**Requirements**
Count the lines of the records that contain the string "sour", treating uppercase and lowercase as different. Give only the number.

════

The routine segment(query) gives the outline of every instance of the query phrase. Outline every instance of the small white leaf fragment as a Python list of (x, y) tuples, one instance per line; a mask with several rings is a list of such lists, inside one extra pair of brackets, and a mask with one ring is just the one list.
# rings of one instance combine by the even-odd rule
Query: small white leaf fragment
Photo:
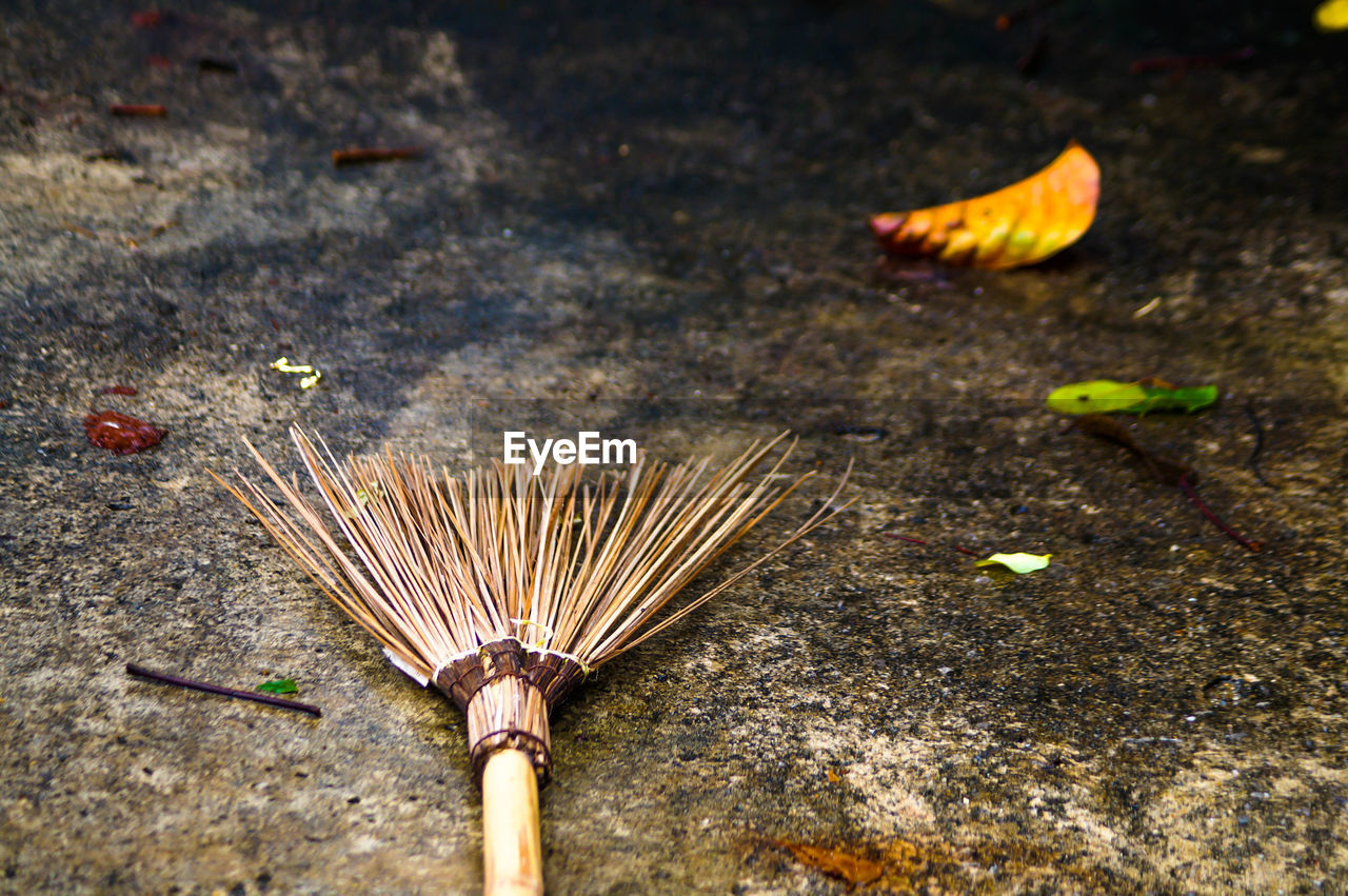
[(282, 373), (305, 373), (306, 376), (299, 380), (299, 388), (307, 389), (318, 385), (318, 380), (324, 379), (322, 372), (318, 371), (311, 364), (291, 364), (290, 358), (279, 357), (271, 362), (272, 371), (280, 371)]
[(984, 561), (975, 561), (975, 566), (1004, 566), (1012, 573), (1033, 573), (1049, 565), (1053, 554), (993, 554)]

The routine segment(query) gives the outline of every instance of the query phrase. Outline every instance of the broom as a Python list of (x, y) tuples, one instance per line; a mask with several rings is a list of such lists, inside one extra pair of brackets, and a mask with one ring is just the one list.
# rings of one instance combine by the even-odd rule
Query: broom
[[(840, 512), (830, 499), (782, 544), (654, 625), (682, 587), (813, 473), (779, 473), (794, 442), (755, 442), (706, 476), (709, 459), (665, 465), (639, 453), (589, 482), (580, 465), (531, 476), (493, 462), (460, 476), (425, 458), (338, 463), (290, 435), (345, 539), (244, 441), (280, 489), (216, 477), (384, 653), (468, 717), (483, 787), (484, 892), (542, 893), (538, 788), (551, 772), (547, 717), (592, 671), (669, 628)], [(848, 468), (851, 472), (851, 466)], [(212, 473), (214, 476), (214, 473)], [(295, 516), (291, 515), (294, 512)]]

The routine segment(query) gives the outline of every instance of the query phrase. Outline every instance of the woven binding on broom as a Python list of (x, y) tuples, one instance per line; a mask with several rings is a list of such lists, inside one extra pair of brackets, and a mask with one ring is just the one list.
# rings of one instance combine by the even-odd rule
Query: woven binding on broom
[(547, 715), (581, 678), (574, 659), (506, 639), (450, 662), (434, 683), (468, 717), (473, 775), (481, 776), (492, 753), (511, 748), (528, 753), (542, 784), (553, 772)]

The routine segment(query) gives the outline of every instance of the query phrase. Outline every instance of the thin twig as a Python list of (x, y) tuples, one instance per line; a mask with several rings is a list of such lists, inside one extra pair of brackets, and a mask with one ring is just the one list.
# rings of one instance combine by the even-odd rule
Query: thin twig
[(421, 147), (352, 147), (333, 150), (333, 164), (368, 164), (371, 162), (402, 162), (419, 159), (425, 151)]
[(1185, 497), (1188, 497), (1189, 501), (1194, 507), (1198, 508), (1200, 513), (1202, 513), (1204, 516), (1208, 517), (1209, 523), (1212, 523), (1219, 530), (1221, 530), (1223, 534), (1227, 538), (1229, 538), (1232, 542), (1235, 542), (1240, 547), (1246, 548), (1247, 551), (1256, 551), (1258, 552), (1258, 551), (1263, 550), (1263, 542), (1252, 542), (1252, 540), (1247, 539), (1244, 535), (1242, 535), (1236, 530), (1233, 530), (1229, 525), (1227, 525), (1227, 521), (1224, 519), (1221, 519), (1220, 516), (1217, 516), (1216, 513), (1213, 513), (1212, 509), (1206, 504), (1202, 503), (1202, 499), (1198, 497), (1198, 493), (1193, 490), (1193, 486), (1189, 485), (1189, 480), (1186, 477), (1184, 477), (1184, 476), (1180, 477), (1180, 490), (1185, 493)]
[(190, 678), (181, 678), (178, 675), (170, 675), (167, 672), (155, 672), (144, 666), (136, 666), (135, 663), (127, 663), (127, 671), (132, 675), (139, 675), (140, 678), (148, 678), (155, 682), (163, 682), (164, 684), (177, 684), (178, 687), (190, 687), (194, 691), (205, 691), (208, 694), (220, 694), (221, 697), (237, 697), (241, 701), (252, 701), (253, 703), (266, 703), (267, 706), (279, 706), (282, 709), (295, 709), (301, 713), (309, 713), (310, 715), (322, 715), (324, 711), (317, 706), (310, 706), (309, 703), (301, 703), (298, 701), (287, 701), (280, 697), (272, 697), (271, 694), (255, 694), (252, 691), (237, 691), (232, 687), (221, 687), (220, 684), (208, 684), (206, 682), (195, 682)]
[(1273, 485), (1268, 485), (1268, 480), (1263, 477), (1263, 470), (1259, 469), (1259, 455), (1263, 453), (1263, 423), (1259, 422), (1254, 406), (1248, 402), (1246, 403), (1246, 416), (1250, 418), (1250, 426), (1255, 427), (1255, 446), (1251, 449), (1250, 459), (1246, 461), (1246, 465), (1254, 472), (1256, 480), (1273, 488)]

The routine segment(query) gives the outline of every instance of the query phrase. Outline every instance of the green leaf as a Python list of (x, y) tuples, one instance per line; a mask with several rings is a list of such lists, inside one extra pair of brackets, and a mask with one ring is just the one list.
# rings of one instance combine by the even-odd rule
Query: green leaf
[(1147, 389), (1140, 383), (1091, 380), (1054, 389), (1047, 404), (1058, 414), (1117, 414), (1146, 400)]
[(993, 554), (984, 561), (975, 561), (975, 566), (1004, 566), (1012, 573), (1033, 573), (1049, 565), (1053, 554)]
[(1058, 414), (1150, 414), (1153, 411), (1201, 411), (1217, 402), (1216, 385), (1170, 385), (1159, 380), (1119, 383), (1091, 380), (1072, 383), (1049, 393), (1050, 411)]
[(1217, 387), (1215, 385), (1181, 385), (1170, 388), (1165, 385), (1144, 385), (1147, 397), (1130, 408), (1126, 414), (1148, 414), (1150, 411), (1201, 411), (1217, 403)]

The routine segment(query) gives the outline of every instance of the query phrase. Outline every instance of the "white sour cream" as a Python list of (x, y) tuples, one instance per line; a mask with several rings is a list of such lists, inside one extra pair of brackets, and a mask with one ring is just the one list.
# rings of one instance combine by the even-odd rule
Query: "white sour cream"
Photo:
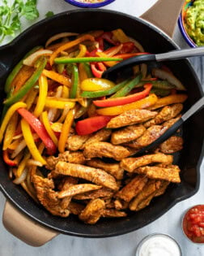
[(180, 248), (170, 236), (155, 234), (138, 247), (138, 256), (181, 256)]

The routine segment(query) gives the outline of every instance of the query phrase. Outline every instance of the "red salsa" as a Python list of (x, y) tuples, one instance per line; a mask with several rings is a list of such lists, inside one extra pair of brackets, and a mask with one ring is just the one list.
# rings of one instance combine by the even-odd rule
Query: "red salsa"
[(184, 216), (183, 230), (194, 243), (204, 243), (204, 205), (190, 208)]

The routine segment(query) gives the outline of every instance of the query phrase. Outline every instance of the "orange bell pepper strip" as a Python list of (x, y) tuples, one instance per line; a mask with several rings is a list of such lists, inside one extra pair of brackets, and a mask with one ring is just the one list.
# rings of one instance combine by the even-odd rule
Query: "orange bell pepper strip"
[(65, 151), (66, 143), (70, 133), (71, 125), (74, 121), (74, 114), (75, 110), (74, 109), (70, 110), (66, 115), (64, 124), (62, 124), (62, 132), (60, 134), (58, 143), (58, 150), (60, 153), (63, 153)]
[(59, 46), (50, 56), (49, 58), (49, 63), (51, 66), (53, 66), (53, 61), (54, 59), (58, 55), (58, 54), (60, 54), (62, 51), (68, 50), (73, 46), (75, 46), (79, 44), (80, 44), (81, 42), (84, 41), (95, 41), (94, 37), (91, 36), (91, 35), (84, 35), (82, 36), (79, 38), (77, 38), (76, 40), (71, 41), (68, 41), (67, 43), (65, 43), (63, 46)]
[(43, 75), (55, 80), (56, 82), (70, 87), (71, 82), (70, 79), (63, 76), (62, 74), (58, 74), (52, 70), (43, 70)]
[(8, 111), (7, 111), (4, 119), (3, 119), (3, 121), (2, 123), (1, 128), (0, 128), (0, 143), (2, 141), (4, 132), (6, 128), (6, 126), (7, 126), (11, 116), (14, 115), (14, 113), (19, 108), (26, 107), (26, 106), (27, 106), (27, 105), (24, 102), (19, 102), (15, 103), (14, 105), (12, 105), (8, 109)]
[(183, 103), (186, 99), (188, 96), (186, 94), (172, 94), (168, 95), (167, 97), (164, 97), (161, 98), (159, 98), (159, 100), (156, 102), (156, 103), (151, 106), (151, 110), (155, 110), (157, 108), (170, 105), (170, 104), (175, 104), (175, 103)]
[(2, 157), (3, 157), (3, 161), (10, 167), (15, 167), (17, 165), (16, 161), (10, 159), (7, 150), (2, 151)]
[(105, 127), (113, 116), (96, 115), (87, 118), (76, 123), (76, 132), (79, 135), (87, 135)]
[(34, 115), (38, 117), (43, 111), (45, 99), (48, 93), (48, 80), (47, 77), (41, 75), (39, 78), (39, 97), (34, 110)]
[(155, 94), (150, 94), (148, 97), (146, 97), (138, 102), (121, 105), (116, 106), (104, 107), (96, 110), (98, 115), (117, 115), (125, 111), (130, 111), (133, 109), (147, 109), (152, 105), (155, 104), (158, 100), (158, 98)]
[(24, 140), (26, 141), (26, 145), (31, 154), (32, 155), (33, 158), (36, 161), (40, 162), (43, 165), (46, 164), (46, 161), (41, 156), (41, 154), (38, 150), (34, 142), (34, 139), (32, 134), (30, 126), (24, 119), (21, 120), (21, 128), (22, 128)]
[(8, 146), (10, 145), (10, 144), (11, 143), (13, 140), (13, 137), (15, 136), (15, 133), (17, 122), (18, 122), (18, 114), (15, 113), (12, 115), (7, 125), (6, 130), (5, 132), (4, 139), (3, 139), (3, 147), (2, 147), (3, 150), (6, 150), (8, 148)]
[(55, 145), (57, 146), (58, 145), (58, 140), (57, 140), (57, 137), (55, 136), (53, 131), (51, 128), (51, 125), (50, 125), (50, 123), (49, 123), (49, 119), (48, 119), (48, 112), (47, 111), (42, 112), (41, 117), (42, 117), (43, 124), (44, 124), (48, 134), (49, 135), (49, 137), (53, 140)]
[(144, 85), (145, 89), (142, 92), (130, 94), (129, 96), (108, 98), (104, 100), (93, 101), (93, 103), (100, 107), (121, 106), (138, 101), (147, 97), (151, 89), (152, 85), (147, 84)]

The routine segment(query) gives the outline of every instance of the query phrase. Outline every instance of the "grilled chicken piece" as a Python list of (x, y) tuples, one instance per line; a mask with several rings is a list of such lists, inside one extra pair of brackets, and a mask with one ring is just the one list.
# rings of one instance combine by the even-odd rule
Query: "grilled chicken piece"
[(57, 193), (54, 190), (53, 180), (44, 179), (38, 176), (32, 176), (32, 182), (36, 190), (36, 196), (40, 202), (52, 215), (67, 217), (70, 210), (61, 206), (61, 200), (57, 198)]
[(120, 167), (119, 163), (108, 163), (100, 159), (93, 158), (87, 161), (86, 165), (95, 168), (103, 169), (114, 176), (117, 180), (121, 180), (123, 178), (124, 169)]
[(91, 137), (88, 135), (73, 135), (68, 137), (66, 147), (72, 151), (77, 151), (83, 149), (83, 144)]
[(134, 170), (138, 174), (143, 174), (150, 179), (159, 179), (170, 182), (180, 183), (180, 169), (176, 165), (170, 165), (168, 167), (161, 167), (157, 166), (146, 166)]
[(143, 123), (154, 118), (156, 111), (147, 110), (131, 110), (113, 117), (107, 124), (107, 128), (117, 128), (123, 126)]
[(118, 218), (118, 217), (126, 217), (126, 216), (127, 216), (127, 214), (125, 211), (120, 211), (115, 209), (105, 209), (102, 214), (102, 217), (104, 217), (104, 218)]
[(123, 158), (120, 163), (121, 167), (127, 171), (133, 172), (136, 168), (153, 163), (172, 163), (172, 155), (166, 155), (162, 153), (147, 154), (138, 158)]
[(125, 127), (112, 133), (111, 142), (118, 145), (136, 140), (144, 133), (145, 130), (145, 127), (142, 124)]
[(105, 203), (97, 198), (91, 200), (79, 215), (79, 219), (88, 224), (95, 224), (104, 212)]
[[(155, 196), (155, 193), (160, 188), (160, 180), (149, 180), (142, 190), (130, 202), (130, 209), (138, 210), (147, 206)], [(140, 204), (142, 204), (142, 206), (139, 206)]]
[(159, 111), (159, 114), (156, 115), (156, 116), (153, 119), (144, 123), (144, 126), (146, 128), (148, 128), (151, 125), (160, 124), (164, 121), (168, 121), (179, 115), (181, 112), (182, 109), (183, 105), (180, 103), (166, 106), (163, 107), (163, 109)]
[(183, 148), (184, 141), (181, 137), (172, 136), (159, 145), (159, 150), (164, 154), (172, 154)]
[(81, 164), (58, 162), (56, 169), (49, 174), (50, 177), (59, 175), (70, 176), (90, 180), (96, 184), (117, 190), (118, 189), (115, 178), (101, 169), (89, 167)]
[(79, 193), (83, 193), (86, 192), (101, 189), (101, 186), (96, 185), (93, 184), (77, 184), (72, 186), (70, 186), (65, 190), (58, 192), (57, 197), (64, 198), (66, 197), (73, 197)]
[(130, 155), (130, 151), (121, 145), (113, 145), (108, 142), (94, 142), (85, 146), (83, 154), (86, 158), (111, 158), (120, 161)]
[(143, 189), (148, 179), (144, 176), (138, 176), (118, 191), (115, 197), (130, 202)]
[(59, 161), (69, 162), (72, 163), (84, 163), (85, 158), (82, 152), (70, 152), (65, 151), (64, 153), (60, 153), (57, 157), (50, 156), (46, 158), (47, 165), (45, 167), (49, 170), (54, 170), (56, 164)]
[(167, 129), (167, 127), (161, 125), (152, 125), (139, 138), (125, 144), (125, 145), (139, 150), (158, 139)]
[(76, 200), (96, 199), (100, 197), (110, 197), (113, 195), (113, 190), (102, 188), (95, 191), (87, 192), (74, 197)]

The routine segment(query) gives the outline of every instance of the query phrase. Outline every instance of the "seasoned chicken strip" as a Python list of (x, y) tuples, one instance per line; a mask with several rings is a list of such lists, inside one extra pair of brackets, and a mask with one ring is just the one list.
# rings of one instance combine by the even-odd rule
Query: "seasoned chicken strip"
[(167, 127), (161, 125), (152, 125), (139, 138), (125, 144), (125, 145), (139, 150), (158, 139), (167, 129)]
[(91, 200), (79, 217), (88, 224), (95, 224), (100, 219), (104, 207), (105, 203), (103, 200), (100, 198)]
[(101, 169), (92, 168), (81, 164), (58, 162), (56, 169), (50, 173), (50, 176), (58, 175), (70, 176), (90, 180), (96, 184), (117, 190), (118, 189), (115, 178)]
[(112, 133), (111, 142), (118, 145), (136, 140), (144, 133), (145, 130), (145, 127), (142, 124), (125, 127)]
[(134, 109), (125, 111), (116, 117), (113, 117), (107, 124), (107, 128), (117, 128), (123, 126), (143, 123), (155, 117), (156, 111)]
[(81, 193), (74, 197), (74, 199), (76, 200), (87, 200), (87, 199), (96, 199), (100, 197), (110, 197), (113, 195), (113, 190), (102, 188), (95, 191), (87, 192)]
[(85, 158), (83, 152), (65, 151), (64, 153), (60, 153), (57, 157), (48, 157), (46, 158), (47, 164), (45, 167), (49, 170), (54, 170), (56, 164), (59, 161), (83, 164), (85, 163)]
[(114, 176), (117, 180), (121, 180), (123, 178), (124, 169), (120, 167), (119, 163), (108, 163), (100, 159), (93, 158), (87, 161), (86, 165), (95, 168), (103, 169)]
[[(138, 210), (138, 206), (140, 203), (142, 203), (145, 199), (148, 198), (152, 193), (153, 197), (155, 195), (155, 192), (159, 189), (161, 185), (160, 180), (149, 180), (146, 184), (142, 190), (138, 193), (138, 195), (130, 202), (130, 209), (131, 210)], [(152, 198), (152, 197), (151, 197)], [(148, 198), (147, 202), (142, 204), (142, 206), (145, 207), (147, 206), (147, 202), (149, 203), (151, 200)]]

════

**Written solution**
2